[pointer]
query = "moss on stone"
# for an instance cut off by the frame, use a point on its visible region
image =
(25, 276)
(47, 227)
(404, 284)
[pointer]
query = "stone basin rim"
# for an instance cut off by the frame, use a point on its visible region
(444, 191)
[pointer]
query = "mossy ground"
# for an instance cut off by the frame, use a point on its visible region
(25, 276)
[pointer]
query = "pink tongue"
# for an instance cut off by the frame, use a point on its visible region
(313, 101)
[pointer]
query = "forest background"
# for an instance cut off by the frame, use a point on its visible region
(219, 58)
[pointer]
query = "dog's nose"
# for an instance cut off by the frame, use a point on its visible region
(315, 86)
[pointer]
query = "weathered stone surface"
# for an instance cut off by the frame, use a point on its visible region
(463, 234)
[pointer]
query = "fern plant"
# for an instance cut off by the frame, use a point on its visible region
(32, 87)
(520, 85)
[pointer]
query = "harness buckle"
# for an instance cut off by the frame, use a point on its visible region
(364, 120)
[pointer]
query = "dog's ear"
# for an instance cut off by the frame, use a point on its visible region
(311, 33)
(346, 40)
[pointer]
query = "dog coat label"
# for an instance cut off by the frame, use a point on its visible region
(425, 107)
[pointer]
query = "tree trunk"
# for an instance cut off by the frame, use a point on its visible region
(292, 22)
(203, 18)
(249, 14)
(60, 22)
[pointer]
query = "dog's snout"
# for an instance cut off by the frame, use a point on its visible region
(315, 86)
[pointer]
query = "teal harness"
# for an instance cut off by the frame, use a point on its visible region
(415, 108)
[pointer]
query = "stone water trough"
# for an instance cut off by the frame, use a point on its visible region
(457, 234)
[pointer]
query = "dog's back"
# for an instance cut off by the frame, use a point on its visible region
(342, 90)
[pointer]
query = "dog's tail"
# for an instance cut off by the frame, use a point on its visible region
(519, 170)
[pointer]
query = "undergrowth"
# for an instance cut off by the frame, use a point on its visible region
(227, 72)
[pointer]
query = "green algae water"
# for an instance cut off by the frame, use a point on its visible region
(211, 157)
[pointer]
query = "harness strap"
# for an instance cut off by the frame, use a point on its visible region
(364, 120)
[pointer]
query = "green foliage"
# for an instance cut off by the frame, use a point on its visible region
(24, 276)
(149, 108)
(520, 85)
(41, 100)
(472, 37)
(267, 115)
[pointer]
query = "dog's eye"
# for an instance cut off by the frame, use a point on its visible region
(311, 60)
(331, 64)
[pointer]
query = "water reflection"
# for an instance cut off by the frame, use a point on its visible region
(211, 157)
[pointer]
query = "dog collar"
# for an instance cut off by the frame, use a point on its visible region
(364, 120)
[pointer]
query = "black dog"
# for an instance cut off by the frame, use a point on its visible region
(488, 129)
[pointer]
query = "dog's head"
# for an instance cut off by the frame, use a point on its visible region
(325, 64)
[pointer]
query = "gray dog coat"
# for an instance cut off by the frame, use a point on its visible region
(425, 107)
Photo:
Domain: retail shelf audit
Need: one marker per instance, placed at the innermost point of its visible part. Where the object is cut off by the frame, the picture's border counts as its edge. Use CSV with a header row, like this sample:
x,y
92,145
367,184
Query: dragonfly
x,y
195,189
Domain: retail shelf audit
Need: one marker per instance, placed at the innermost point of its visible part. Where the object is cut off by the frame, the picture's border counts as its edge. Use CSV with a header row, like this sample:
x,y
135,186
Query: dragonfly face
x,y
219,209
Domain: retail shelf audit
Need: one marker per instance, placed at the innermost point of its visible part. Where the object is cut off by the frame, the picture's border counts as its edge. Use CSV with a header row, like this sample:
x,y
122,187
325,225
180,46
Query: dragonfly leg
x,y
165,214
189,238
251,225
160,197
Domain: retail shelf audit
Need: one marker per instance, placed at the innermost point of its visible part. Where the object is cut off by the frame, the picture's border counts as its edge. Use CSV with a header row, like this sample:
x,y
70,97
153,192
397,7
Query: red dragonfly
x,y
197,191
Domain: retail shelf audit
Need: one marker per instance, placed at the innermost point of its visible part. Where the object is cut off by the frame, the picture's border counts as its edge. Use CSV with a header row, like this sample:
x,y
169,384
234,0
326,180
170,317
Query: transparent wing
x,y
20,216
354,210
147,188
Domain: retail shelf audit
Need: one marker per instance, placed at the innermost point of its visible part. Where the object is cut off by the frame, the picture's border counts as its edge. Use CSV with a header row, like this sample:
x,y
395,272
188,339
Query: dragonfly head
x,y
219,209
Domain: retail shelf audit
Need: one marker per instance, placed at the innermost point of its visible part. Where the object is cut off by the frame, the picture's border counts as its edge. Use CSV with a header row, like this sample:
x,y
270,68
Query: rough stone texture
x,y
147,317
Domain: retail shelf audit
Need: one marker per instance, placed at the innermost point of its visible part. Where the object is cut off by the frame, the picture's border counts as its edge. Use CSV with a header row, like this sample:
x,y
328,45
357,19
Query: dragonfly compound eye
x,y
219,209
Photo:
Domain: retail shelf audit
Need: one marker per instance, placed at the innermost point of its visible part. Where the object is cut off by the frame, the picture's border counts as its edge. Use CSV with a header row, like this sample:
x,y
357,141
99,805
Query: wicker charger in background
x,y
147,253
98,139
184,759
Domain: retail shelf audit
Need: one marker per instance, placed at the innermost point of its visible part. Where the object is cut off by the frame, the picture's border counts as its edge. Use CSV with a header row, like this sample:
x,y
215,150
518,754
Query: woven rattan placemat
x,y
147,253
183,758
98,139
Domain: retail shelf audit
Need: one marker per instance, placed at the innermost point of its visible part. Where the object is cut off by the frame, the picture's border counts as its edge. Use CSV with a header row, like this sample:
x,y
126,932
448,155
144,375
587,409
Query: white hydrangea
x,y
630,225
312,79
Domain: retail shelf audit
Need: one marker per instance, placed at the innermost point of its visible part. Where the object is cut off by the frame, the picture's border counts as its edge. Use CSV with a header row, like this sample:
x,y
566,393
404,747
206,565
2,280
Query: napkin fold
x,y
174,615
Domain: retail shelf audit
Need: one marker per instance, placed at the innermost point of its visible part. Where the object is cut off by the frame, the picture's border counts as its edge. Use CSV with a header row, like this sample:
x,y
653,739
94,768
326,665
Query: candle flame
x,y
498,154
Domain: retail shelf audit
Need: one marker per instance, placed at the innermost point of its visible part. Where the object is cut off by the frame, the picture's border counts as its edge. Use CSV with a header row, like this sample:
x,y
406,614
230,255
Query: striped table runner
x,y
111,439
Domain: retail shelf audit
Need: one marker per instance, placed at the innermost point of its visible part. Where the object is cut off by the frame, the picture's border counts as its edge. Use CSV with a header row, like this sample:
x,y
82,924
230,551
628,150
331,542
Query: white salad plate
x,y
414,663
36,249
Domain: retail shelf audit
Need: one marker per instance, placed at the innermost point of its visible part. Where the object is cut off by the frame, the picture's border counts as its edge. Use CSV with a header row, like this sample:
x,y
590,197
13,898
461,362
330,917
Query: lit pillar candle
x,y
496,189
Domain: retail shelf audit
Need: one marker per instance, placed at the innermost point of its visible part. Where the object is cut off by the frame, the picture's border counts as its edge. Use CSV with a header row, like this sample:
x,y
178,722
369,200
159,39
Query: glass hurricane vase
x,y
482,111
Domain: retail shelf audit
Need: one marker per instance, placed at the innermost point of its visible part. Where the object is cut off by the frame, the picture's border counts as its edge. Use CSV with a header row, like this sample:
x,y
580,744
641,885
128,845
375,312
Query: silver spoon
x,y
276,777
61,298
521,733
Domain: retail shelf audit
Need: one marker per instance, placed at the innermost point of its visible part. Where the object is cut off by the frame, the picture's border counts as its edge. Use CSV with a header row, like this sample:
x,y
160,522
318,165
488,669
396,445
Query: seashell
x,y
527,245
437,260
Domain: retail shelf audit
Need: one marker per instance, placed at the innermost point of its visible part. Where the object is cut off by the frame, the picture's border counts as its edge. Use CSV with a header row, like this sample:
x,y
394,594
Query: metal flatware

######

> INSTRUCTIONS TO FOLLOW:
Pick out each line of the entries above that contains the word "green" and copy those lines in the order they appear.

> REPLY:
query = "green algae water"
query = "green foliage"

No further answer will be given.